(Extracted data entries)
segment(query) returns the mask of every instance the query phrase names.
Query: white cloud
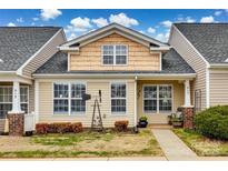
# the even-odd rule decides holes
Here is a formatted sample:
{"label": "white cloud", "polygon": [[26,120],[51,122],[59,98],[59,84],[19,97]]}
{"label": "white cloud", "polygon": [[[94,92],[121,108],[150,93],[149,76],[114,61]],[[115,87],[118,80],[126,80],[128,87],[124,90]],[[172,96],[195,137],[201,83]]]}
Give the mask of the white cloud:
{"label": "white cloud", "polygon": [[93,22],[98,28],[101,28],[101,27],[105,27],[105,26],[108,24],[108,20],[107,20],[107,19],[103,19],[103,18],[92,19],[92,22]]}
{"label": "white cloud", "polygon": [[23,22],[23,18],[18,18],[17,22]]}
{"label": "white cloud", "polygon": [[122,26],[128,27],[128,28],[131,26],[139,24],[139,22],[136,19],[129,18],[126,13],[111,14],[109,17],[109,21],[117,22],[117,23],[122,24]]}
{"label": "white cloud", "polygon": [[8,27],[17,27],[13,22],[9,22],[7,26]]}
{"label": "white cloud", "polygon": [[191,17],[186,17],[186,18],[182,18],[182,17],[179,17],[177,19],[177,22],[188,22],[188,23],[192,23],[192,22],[196,22],[196,19],[191,18]]}
{"label": "white cloud", "polygon": [[68,40],[72,40],[72,39],[75,39],[77,36],[76,36],[76,33],[71,33],[69,37],[68,37]]}
{"label": "white cloud", "polygon": [[92,28],[90,24],[89,18],[75,18],[70,21],[71,26],[68,26],[69,29],[72,29],[75,31],[87,31],[88,29]]}
{"label": "white cloud", "polygon": [[222,13],[222,11],[216,11],[215,16],[220,16]]}
{"label": "white cloud", "polygon": [[170,28],[171,24],[172,24],[172,22],[169,21],[169,20],[166,20],[166,21],[162,21],[161,24],[162,24],[163,27],[166,27],[166,28]]}
{"label": "white cloud", "polygon": [[38,20],[39,20],[39,18],[32,18],[32,20],[33,20],[33,21],[38,21]]}
{"label": "white cloud", "polygon": [[153,29],[153,28],[150,27],[150,28],[147,29],[147,32],[149,32],[149,33],[156,33],[156,29]]}
{"label": "white cloud", "polygon": [[145,33],[145,31],[143,31],[143,30],[140,30],[139,32],[140,32],[140,33]]}
{"label": "white cloud", "polygon": [[165,32],[165,33],[158,33],[156,39],[162,41],[162,42],[167,42],[169,39],[169,29]]}
{"label": "white cloud", "polygon": [[202,17],[200,22],[205,22],[205,23],[215,22],[215,19],[212,16]]}
{"label": "white cloud", "polygon": [[53,20],[61,14],[62,14],[62,12],[58,9],[42,9],[42,10],[40,10],[40,17],[44,21],[48,21],[50,19]]}

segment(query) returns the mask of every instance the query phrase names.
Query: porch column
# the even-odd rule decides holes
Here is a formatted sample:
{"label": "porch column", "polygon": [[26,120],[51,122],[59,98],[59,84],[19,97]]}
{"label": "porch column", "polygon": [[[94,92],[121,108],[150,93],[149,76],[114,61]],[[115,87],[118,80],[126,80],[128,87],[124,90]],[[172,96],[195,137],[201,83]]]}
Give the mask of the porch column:
{"label": "porch column", "polygon": [[12,87],[12,110],[8,112],[9,135],[23,134],[24,112],[20,107],[20,82],[14,81]]}
{"label": "porch column", "polygon": [[13,82],[12,87],[12,113],[21,113],[20,107],[20,83],[18,81]]}
{"label": "porch column", "polygon": [[194,105],[191,105],[190,81],[185,80],[185,104],[182,105],[184,128],[194,128]]}
{"label": "porch column", "polygon": [[185,104],[184,107],[191,107],[190,81],[189,80],[185,80]]}

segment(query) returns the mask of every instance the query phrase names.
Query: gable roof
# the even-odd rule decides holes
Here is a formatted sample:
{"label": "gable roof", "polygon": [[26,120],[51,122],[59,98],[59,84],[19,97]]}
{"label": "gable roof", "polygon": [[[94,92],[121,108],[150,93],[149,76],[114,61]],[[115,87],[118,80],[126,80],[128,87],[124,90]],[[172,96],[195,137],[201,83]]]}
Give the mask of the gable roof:
{"label": "gable roof", "polygon": [[175,23],[175,27],[210,64],[227,63],[228,23]]}
{"label": "gable roof", "polygon": [[[127,37],[129,39],[132,39],[135,41],[138,41],[140,43],[145,43],[146,46],[148,47],[153,47],[153,48],[169,48],[168,44],[161,42],[161,41],[158,41],[151,37],[148,37],[146,34],[142,34],[136,30],[132,30],[132,29],[129,29],[129,28],[126,28],[121,24],[118,24],[118,23],[110,23],[106,27],[102,27],[100,29],[97,29],[95,31],[91,31],[87,34],[83,34],[81,37],[78,37],[71,41],[68,41],[67,43],[63,43],[61,44],[60,47],[60,50],[66,50],[66,49],[72,49],[72,50],[76,50],[76,47],[80,47],[80,46],[83,46],[83,44],[87,44],[91,41],[95,41],[97,39],[100,39],[100,38],[103,38],[103,37],[107,37],[111,33],[119,33],[123,37]],[[85,43],[83,43],[85,42]],[[73,49],[75,48],[75,49]]]}
{"label": "gable roof", "polygon": [[0,27],[0,71],[17,71],[60,29],[59,27]]}
{"label": "gable roof", "polygon": [[194,69],[180,57],[175,50],[170,49],[162,56],[161,71],[68,71],[68,54],[59,51],[50,58],[42,67],[40,67],[34,74],[137,74],[137,73],[157,73],[157,74],[172,74],[172,73],[196,73]]}

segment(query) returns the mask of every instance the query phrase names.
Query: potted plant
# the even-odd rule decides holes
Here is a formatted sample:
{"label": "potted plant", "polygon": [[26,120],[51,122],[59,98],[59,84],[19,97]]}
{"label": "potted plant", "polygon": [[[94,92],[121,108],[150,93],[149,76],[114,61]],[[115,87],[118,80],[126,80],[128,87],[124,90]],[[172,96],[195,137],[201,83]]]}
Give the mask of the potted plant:
{"label": "potted plant", "polygon": [[182,127],[184,120],[182,118],[177,118],[176,115],[171,118],[171,123],[174,128],[180,128]]}
{"label": "potted plant", "polygon": [[146,128],[148,124],[147,117],[142,115],[139,118],[139,128]]}

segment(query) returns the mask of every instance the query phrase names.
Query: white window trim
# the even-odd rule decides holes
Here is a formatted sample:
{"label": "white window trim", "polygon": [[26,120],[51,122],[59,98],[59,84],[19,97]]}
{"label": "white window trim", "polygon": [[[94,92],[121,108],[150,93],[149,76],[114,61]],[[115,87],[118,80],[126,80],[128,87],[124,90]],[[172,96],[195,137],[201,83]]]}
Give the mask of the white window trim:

## TASK INSTRUCTIONS
Pick out every line of the records that contains the string "trim", matching case exactly, and copy each of those lines.

## ANSWER FOR THIS EXERCISE
Query: white window trim
{"label": "white window trim", "polygon": [[26,120],[51,122],[59,98],[59,84],[19,97]]}
{"label": "white window trim", "polygon": [[[94,92],[121,108],[150,93],[149,76],[114,61]],[[115,87],[118,80],[126,80],[128,87],[124,90]],[[172,96],[195,137],[201,83]]]}
Give the mask of the white window trim:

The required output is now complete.